WHAT YOU ARE ASKED TO DO
Set down each entry below exactly as written, keeping the pictures out.

SOURCE RECORDS
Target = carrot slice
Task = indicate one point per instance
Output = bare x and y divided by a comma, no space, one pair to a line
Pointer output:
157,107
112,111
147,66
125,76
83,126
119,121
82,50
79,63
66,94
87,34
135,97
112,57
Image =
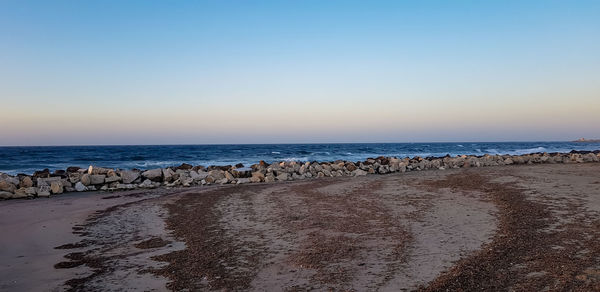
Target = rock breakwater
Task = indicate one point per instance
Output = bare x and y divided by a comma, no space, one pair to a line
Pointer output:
74,179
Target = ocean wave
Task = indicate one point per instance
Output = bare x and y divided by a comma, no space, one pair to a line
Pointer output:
529,150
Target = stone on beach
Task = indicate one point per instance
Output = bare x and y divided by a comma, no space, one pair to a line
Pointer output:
56,187
7,186
97,179
129,176
153,174
43,191
80,187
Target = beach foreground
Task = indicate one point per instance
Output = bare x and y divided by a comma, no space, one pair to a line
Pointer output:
517,227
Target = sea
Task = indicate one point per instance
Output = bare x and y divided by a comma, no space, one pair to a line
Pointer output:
27,159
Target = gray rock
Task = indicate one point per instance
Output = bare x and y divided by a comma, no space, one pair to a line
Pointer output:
128,176
269,178
359,172
111,179
86,179
257,176
6,195
242,180
7,186
98,170
26,182
43,191
147,184
153,174
283,176
80,187
229,176
168,174
97,179
56,187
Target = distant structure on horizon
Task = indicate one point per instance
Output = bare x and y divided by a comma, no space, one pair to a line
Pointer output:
587,140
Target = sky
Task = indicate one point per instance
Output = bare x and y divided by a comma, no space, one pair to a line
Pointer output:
204,72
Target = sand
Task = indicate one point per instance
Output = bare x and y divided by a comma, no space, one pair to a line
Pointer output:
521,228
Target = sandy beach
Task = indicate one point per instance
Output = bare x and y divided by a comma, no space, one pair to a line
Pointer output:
520,228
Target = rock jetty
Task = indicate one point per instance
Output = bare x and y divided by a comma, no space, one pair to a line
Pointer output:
74,179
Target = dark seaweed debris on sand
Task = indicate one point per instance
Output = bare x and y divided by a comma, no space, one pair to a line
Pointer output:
521,256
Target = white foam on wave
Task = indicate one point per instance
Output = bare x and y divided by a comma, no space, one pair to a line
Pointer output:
529,150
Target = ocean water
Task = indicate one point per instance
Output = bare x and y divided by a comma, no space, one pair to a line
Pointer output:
15,160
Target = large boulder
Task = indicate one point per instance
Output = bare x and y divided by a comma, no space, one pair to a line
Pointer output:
283,176
147,184
98,170
86,179
153,174
80,187
97,179
168,175
21,193
129,176
56,187
6,195
229,176
257,176
111,179
43,191
10,179
7,186
26,182
359,172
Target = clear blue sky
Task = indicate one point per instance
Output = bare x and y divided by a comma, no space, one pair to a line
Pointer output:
150,72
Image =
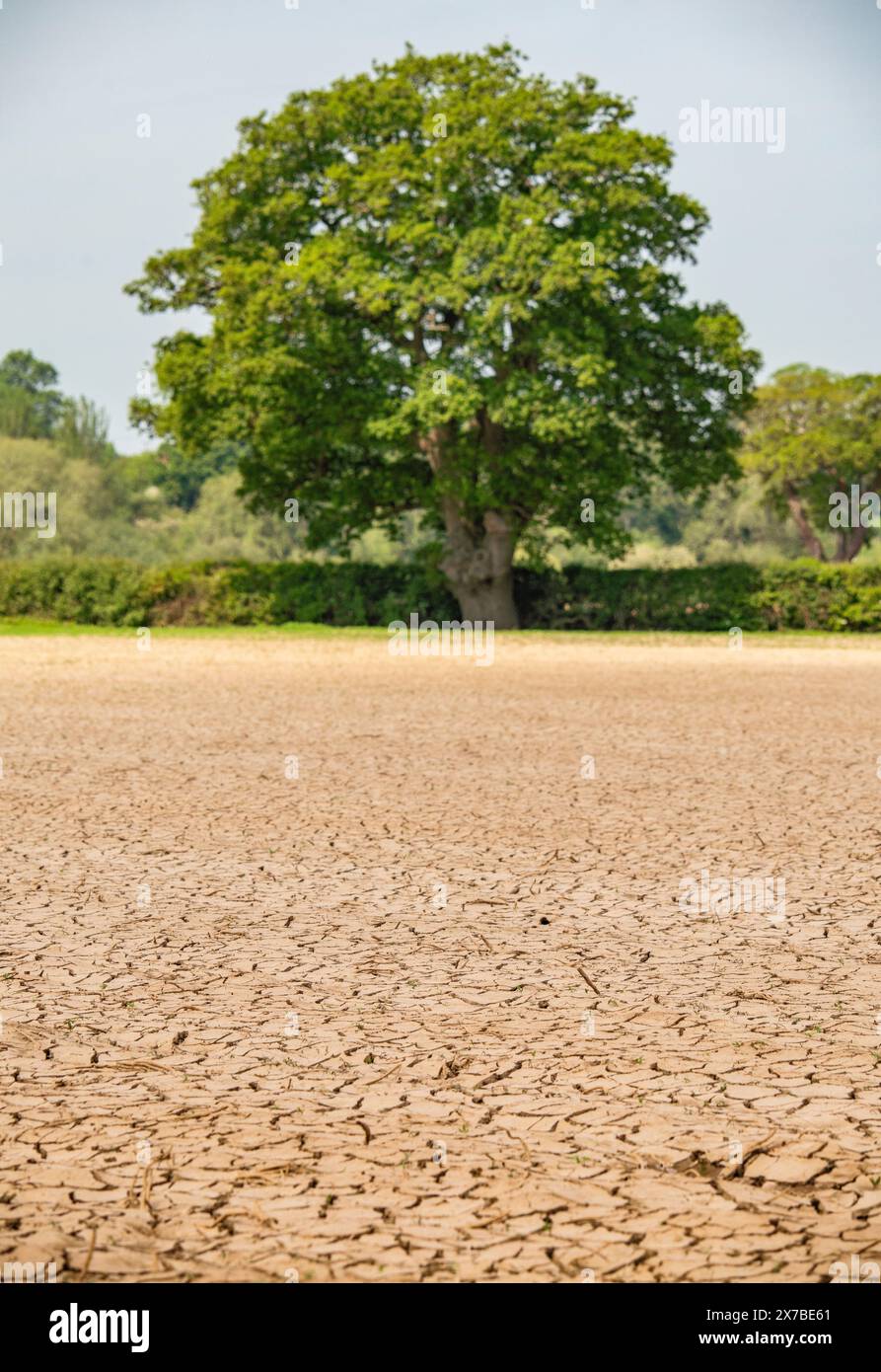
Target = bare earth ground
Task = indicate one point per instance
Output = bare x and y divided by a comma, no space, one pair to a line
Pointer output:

RESPONSE
Target = carrot slice
Task = indicate one point per instance
Output = bare x and y divided by a comma, no space, one pair to a line
Pointer output:
157,107
112,111
147,66
125,76
83,126
119,121
82,50
79,63
66,94
87,34
135,97
112,57
Image =
Target = rock breakwater
Task = indicate one point per instance
Output = bare x and y divided by a comma, no space, one pair to a line
Pointer output:
74,179
Target = ocean wave
Task = indicate one point per instance
Output = bare x and y divided by a comma, no space, one pair to a line
Pointer output:
529,150
Target = stone on beach
Task = indicate one point per instance
Output = bare x and y divided by a comma, no space, one pair to a line
Pointer output:
56,187
7,186
97,179
129,176
153,174
43,191
80,187
Target = beach foreground
Task = indicate one point per instance
Output = bare x and y divided by a comma, no space, one pair to a line
Pointer output:
517,227
Target = sea
Task = indicate one point per instance
Output = bare x and y divided by a comma, no space, one pair to a line
Pointer output:
27,159
Target = gray rock
Task = indicate one point per instance
Output = bare x and y divided by a comma, no space, one pair to a line
Pointer output:
128,176
269,178
359,172
111,179
86,179
257,176
6,195
242,180
7,186
98,170
26,182
43,191
147,184
153,174
283,176
80,187
229,176
168,174
97,179
56,187
Target = distant structure on horizon
Task = indicate one point per instance
Output = bare x and y divided by a comma, no space, one pair to a line
Pointer output:
587,140
Target = sky
Task = indicate one point per instance
Output = bare x and y divided by a comma, no space, one pair to a line
Pointer output:
204,72
Target = sand
Task = indicate one point per instance
Output = bare x and y divided by a comma, no space, one pair to a line
Pointer output:
521,228
Target = sandy beach
Task = indicate one point per instance
Output = bare x and y divided by a comma, no space, one pair to a line
Pointer output:
520,228
Target = rock jetty
Task = indicate one point per instance
Output = bare x and y divided by a comma, no space, one pair to a line
Pointer output:
74,179
Target = dark seaweed debris on sand
Task = indicate one point per instance
Output = bare x and y divided by a comma, no space, one pair to a line
Pointer output:
521,256
Target = white foam on wave
Task = indicate one point per instance
Output = bare x and y divided by a comma, no space, one pair to a line
Pointer output:
529,150
Target = ocean water
Task = indicate one point per instance
Output = bare x and y divided by a comma, no space, one pair to a line
Pointer output:
15,160
Target = large boulder
Task = indicate one point per instance
Output = bare x and y divided by a comma, no space, one pair to a line
Pointer output:
283,176
147,184
98,170
86,179
153,174
80,187
97,179
168,175
21,193
129,176
56,187
6,195
229,176
257,176
111,179
43,191
10,179
7,186
26,182
359,172
Target = clear blue sky
Task = indicate one point per instance
Output = bare x and y divided by a comma, no space, one pair to a line
Pointer output:
150,72
Image =
Target = bare earth ground
Task = indicate one point per instance
Output = bare x and y divided by a comma, no space, one pair to a line
Pointer output:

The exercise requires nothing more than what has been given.